■ **Document section**:
== == ==

The Chinese Embassy has posted a notice on its website addressed to its citizens who are taking a vacation or studying abroad.

The travel alert detailed the dangers that a Chinese citizen may encounter such as theft, robbery, gun violence, and high medical costs. It also stated that "law and order are not well-enforced in America."

Blunt Warning

The notice, which was published on June 28, recommended Chinese travelers to get travel insurance when visiting America and acquaint themselves on how to contact emergency services on 911.

Coming at a time when Sino-American trade and political relationships are tense, the notice highlighted concerns in America such as gun laws and violence. Additionally, there has been a drop in tourist destinations in the United States.

Although it is normal for consulates and embassies to issue the citizens warning, the latest one from China has taken a straighter and blunter approach to give caution on law enforcement and the possible cost of health care in America.

"American medical treatment is extremely expensive and visitors should purchase medical and personal accident insurance according to their personal health and financial situations," according to the notice.

The warning comes with proof. With or without insurance, the high price people have to pay in America for healthcare is undeniable.

World Health Organization reported that in 2015, the healthcare cost in the United States was a staggering $9,536. This had a significant difference with Norway's health expenditure which was $7,464, Australia's $4,934, France's $4,026, and China's $426.

The vast difference in the health cost prices between China and first world countries can be attributed to the higher standards of living and incomes, and the quality of the medical care provided. Even so, America still trumps other countries in medical care costs.

China's Health Care Crisis

Having a medical emergency while on vacation in the United States will break one's bank. However, more Chinese citizens come to the United States to treat serious illnesses, which is a sign of the ongoing health crisis in their country.

One example of this is Chinese Nobel Laureate Liu Xiaobo's case, who was imprisoned in 2008 but was released in 2017 due to his terminal case of liver cancer. To treat the illness, the Chinese government allowed Liu access to Western doctors, although he later passed away.

Additionally, Ctrip, the Asian country's most popular online travel marketplace, reported that over 500,000 medical trips from China occurred in 2016 and that the Chinese are spending too much on high-quality health services.

The trend has also spread in China. The apparent health care crisis has been giving weight to the country's poor. This explains why violence against medical staff including nurses and doctors is common in the country.

== == ==

■ **Information provided**:
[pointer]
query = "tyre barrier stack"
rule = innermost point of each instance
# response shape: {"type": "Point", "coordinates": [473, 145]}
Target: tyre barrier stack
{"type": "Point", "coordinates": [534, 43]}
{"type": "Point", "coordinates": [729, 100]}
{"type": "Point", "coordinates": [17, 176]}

== == ==

■ **Task instructions**:
1/ In the article about the embassy warning, on what date was the notice published?
2/ Copy the article about the embassy warning starting at "Having a medical" and ending at "later passed away.", and swap "medical emergency" for "health emergency".
Work only from the article about the embassy warning.

■ **Expected outputs**:
1/ June 28.

2/
Having a health emergency while on vacation in the United States will break one's bank. However, more Chinese citizens come to the United States to treat serious illnesses, which is a sign of the ongoing health crisis in their country.

One example of this is Chinese Nobel Laureate Liu Xiaobo's case, who was imprisoned in 2008 but was released in 2017 due to his terminal case of liver cancer. To treat the illness, the Chinese government allowed Liu access to Western doctors, although he later passed away.